===== PROVIDED RECORDS

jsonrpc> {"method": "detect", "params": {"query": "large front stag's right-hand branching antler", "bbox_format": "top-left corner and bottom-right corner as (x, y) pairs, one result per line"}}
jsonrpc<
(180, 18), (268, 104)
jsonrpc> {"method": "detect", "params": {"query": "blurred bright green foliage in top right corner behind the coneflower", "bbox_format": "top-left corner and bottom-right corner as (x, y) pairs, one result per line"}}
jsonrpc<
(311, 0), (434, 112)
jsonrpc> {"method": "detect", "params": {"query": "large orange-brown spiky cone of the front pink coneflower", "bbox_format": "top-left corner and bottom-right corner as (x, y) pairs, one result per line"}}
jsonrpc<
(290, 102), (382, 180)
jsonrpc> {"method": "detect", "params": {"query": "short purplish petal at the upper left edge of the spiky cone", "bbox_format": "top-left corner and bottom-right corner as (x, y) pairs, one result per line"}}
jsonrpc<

==========

• _WHAT THE TASK REQUIRES_
What you return should consist solely of the lines from the one containing "orange-brown spiky cone" through the end of the entries above, reproduced exactly.

• _WRITTEN SOLUTION_
jsonrpc> {"method": "detect", "params": {"query": "large orange-brown spiky cone of the front pink coneflower", "bbox_format": "top-left corner and bottom-right corner as (x, y) pairs, one result per line"}}
jsonrpc<
(290, 102), (382, 180)
jsonrpc> {"method": "detect", "params": {"query": "short purplish petal at the upper left edge of the spiky cone", "bbox_format": "top-left corner and bottom-right corner as (x, y) pairs, one result per line"}}
jsonrpc<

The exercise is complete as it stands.